**Direction**. Please rename "car" to "vehicle" in the records from the line with "Return one point per instance of the car tire" through the end of the records, and give those lines back with nothing else changed. Leave the pictures out of your answer.

─── Records for the task

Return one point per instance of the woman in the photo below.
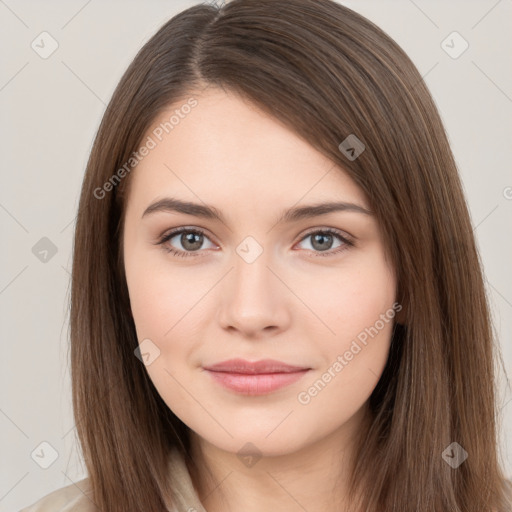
(276, 296)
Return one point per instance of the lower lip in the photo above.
(259, 384)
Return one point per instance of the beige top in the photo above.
(78, 497)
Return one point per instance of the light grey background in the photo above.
(51, 109)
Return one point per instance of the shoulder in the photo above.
(76, 497)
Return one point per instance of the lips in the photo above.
(257, 367)
(255, 378)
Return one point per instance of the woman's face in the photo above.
(256, 275)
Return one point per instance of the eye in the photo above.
(191, 240)
(322, 241)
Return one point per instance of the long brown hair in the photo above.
(327, 72)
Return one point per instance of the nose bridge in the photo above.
(251, 298)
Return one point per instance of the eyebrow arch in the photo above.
(170, 204)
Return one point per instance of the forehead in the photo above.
(225, 150)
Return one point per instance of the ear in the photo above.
(401, 316)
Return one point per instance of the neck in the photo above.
(314, 477)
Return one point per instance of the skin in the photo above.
(291, 304)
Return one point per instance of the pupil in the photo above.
(319, 241)
(191, 241)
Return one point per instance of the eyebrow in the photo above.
(173, 205)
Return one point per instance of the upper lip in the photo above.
(254, 367)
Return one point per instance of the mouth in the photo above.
(255, 378)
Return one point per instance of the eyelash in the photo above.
(184, 254)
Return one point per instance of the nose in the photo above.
(254, 301)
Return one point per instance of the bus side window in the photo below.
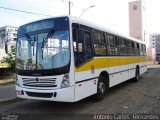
(89, 51)
(112, 47)
(82, 47)
(75, 40)
(144, 50)
(141, 49)
(99, 44)
(129, 48)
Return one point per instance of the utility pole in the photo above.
(69, 7)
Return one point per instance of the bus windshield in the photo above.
(45, 49)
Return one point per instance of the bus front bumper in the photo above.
(62, 95)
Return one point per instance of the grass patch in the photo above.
(7, 82)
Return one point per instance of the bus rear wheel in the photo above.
(137, 75)
(102, 89)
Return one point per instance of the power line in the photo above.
(25, 11)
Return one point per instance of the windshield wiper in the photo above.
(30, 41)
(49, 35)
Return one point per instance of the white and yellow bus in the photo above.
(67, 59)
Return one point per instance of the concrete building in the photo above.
(137, 20)
(8, 35)
(154, 43)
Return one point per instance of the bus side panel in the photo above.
(86, 84)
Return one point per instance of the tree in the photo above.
(10, 58)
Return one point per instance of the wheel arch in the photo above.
(105, 75)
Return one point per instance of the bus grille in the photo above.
(39, 82)
(44, 95)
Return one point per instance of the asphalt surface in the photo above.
(129, 98)
(7, 92)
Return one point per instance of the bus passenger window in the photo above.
(99, 43)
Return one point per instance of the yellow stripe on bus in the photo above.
(110, 62)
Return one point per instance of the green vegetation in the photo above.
(10, 58)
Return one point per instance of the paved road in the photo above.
(7, 92)
(126, 98)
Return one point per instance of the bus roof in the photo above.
(99, 27)
(78, 20)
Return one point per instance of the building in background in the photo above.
(154, 44)
(8, 35)
(137, 20)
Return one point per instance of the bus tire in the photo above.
(137, 75)
(102, 88)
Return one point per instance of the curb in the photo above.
(9, 99)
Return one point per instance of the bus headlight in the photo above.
(65, 82)
(17, 81)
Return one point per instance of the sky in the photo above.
(112, 14)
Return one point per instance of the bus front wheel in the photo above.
(137, 75)
(102, 89)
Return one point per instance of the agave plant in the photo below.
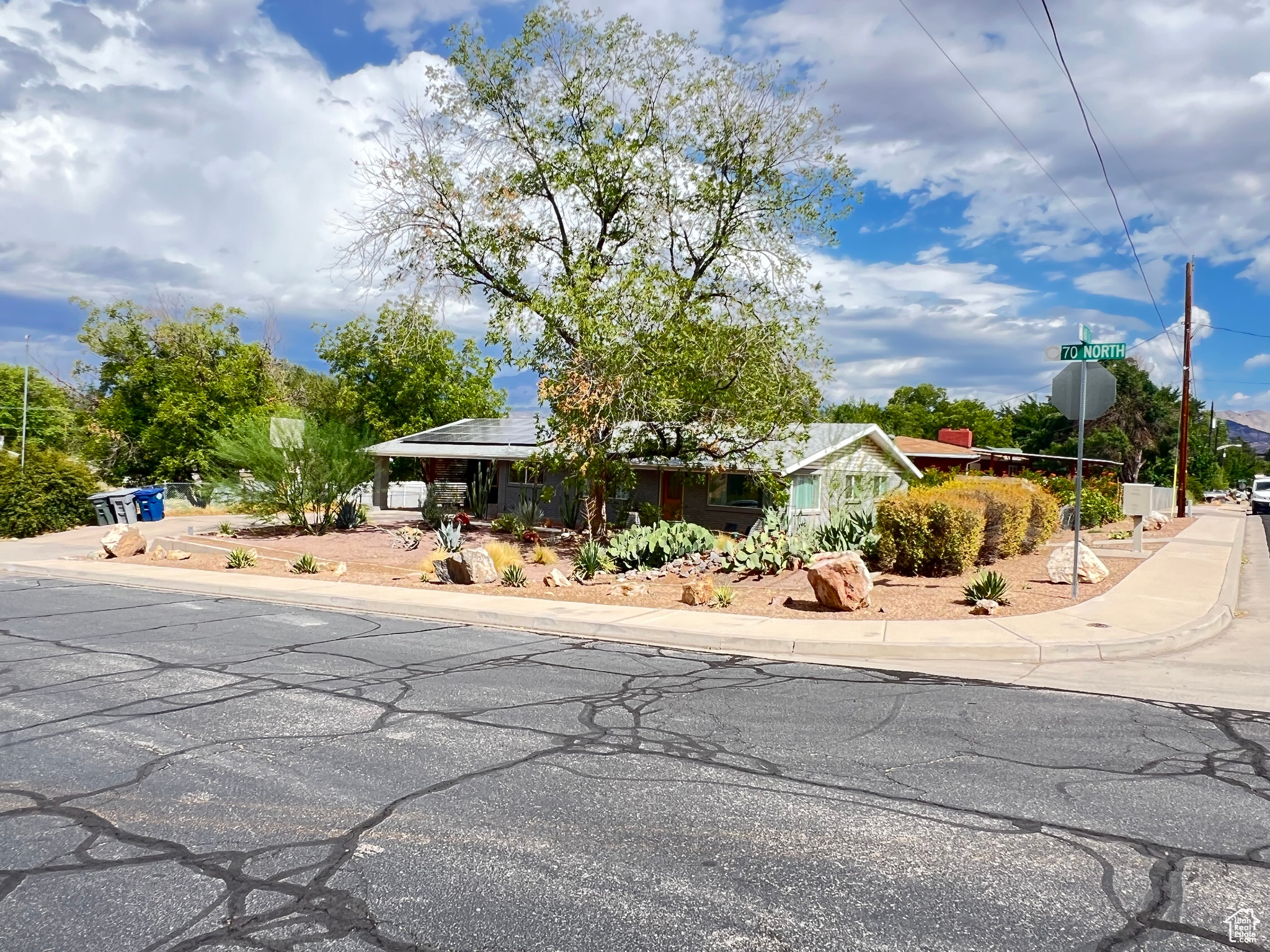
(306, 565)
(241, 559)
(450, 536)
(988, 584)
(591, 559)
(350, 514)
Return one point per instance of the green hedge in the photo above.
(51, 495)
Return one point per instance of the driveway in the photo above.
(184, 772)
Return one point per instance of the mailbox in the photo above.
(1137, 498)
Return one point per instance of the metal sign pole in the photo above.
(1080, 470)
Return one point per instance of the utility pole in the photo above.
(25, 389)
(1184, 431)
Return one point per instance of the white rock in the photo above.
(1060, 565)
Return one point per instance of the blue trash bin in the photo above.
(150, 503)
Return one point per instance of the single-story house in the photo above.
(838, 464)
(956, 450)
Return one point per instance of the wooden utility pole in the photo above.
(1184, 436)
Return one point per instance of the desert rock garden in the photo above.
(970, 546)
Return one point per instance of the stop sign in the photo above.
(1099, 391)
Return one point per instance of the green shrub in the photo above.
(1008, 508)
(51, 495)
(1042, 521)
(306, 480)
(929, 532)
(241, 559)
(653, 546)
(987, 584)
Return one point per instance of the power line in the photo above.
(998, 117)
(1106, 136)
(1106, 178)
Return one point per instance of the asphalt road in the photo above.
(214, 774)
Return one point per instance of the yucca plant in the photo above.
(241, 559)
(590, 559)
(306, 565)
(450, 536)
(988, 584)
(350, 514)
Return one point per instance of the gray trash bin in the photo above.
(102, 506)
(125, 507)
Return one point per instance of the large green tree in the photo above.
(923, 412)
(51, 419)
(162, 387)
(402, 374)
(637, 214)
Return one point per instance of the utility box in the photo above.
(1137, 498)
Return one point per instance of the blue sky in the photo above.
(183, 151)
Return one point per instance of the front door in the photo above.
(672, 496)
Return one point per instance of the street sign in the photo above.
(1091, 352)
(1099, 391)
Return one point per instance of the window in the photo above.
(737, 490)
(806, 493)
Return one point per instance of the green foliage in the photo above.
(988, 584)
(52, 423)
(450, 537)
(402, 374)
(350, 514)
(508, 522)
(653, 546)
(766, 550)
(929, 532)
(306, 482)
(163, 389)
(306, 565)
(591, 559)
(50, 495)
(923, 410)
(849, 531)
(243, 559)
(723, 597)
(638, 213)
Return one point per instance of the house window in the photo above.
(806, 493)
(737, 490)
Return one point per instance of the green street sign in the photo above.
(1091, 352)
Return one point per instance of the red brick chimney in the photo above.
(958, 438)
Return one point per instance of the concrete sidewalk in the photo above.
(1179, 597)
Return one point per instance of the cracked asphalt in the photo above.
(183, 774)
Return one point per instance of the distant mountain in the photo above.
(1256, 419)
(1238, 428)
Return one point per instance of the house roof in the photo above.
(516, 438)
(915, 446)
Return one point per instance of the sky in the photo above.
(189, 151)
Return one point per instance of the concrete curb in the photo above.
(840, 641)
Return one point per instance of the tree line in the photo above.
(1141, 431)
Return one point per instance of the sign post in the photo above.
(1077, 400)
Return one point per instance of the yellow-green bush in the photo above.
(930, 532)
(1043, 518)
(1008, 508)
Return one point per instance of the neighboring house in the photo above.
(956, 450)
(838, 464)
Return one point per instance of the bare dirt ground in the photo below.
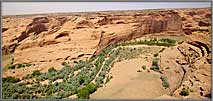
(127, 83)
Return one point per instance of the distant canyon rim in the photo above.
(48, 40)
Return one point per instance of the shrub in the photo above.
(86, 91)
(51, 70)
(83, 94)
(155, 63)
(28, 64)
(10, 66)
(36, 72)
(164, 82)
(184, 92)
(156, 54)
(10, 79)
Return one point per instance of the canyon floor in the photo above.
(135, 54)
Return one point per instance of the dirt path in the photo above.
(127, 83)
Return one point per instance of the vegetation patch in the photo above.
(184, 92)
(78, 78)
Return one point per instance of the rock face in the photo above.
(49, 40)
(163, 21)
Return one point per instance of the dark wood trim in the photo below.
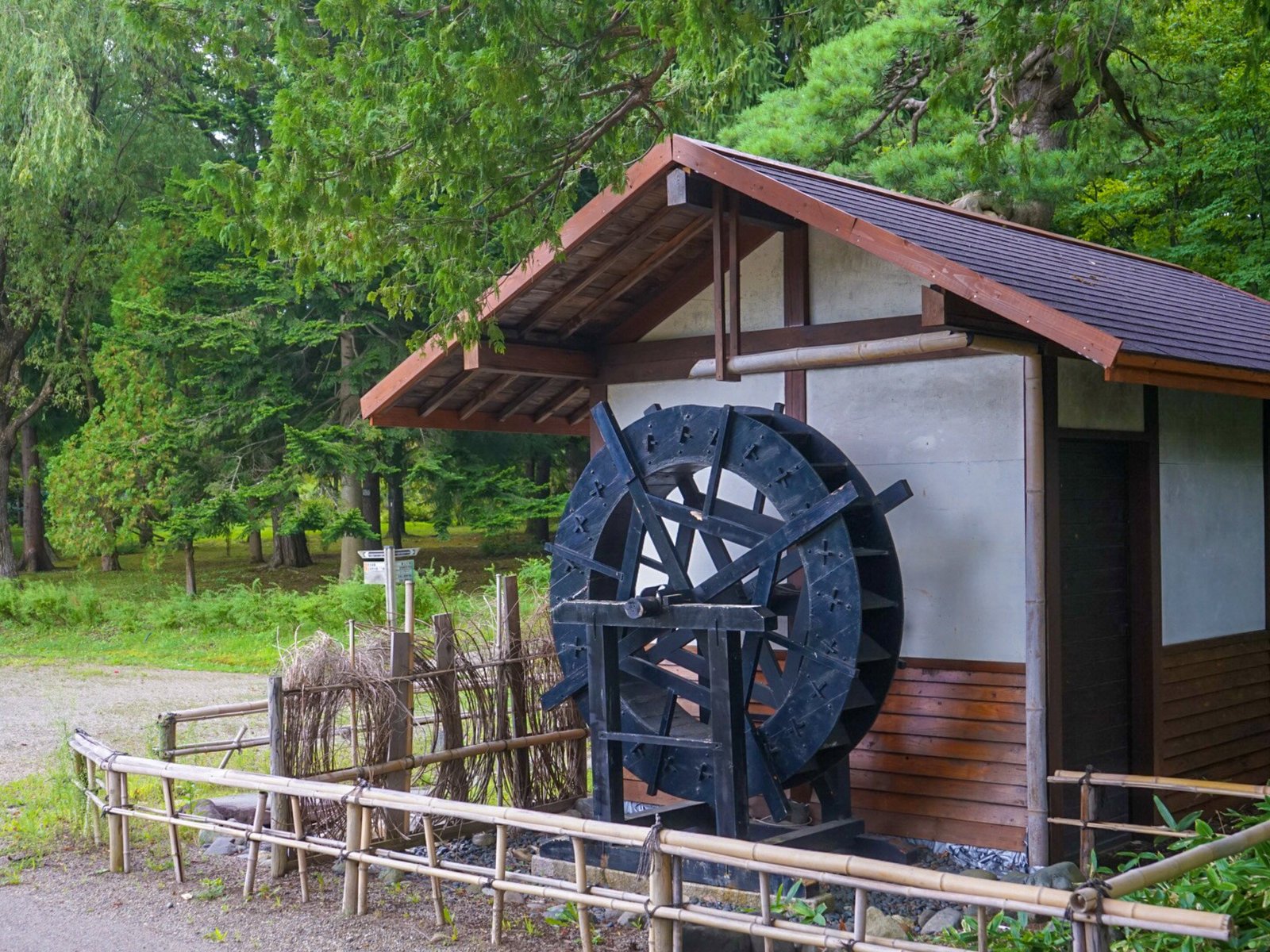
(926, 264)
(691, 281)
(531, 361)
(1114, 436)
(478, 422)
(1053, 585)
(954, 664)
(797, 272)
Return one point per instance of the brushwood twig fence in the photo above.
(1091, 911)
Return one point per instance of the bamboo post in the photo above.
(238, 740)
(352, 693)
(429, 837)
(495, 930)
(169, 803)
(279, 768)
(253, 850)
(126, 801)
(114, 822)
(167, 736)
(93, 814)
(579, 877)
(1086, 819)
(514, 645)
(364, 869)
(298, 820)
(677, 898)
(352, 839)
(660, 892)
(400, 651)
(452, 777)
(765, 900)
(861, 914)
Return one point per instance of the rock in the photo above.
(1060, 876)
(946, 918)
(222, 846)
(979, 875)
(880, 926)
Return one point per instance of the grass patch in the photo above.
(244, 615)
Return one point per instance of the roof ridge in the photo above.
(950, 209)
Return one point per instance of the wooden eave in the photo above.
(629, 259)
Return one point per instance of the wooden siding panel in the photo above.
(1216, 714)
(945, 758)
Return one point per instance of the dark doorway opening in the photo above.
(1103, 653)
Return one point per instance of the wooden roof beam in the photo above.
(525, 397)
(488, 393)
(696, 194)
(597, 270)
(444, 393)
(531, 361)
(562, 401)
(660, 257)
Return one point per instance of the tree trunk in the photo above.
(290, 551)
(190, 585)
(540, 471)
(372, 505)
(254, 547)
(37, 555)
(349, 486)
(8, 562)
(397, 508)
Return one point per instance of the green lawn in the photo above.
(243, 615)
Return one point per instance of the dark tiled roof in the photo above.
(1156, 309)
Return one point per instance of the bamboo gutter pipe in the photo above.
(810, 359)
(672, 842)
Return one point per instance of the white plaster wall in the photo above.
(1212, 516)
(850, 285)
(1087, 401)
(762, 298)
(954, 429)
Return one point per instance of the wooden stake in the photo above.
(279, 768)
(114, 822)
(660, 892)
(765, 901)
(364, 869)
(352, 839)
(579, 877)
(495, 930)
(169, 803)
(302, 854)
(429, 835)
(861, 914)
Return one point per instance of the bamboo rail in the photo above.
(664, 898)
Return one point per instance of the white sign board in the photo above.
(376, 573)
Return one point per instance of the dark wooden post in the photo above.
(510, 601)
(279, 805)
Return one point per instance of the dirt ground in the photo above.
(40, 704)
(71, 904)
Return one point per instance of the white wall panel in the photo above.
(1212, 516)
(851, 285)
(954, 429)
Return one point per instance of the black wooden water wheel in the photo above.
(714, 507)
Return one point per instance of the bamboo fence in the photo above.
(103, 770)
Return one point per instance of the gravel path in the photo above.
(71, 904)
(40, 704)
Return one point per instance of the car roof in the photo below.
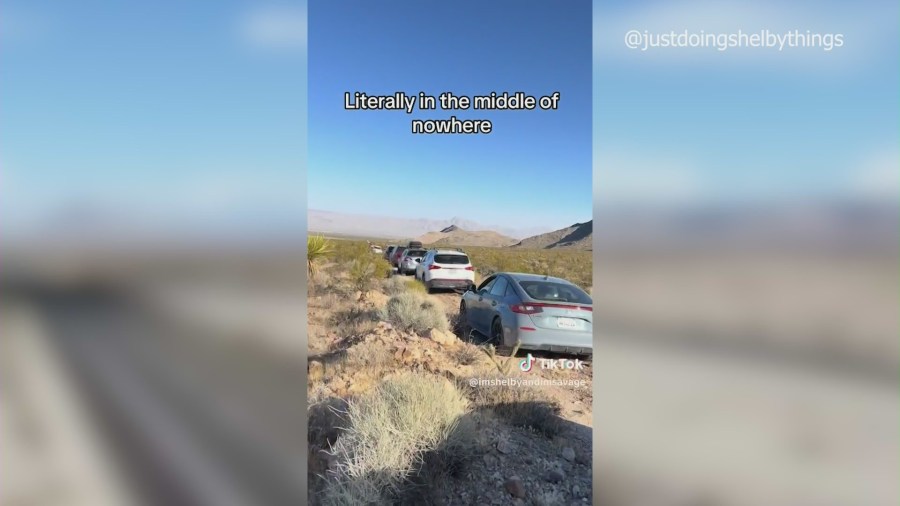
(521, 276)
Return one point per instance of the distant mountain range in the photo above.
(456, 236)
(578, 236)
(391, 227)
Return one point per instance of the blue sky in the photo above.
(683, 125)
(533, 169)
(168, 113)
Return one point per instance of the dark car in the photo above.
(410, 260)
(538, 312)
(396, 255)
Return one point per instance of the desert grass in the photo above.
(414, 312)
(388, 433)
(519, 406)
(317, 248)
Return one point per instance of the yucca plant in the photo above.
(317, 247)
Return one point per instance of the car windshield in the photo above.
(552, 291)
(451, 259)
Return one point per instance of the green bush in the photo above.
(414, 312)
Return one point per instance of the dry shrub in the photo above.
(389, 431)
(414, 312)
(520, 406)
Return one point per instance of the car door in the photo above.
(478, 306)
(423, 265)
(494, 299)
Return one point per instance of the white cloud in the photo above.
(274, 28)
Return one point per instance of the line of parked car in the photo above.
(539, 312)
(435, 268)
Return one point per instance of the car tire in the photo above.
(497, 338)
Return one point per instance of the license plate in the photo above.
(567, 323)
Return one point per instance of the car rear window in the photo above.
(451, 259)
(551, 291)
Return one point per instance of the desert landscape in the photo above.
(394, 417)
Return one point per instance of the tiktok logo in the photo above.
(527, 363)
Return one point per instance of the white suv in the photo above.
(446, 269)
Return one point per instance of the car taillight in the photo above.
(525, 308)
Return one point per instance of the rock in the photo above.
(322, 462)
(555, 476)
(515, 487)
(441, 337)
(316, 370)
(583, 458)
(504, 446)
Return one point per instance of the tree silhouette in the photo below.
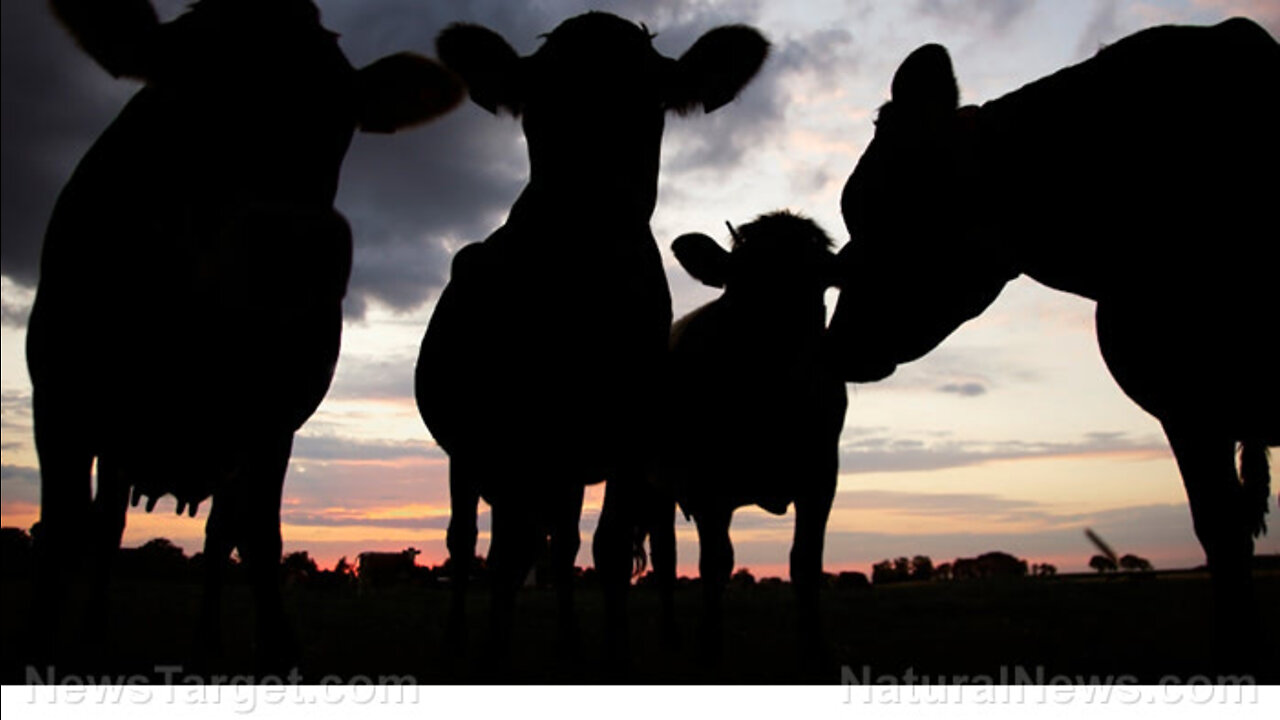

──────

**Task answer**.
Return one point per instance of the vehicle tire in the photo above.
(497, 338)
Return one point per instance of the license plate in the photo above.
(567, 323)
Return one point per instance of the vehicle rear window in the photo above.
(451, 259)
(551, 291)
Return one point per instance of the desert landscape in the photo above.
(394, 417)
Return one point per instance of the tiktok logo in the photo above.
(527, 363)
Return one point per instance of the white suv in the photo above.
(446, 269)
Return one point per instance of the vehicle taillight in the photo above.
(525, 308)
Return one point per instance of the rock in the photo above.
(322, 462)
(555, 476)
(515, 487)
(441, 337)
(316, 370)
(583, 458)
(504, 446)
Return one point per instance of the tree silhouette in the photo below.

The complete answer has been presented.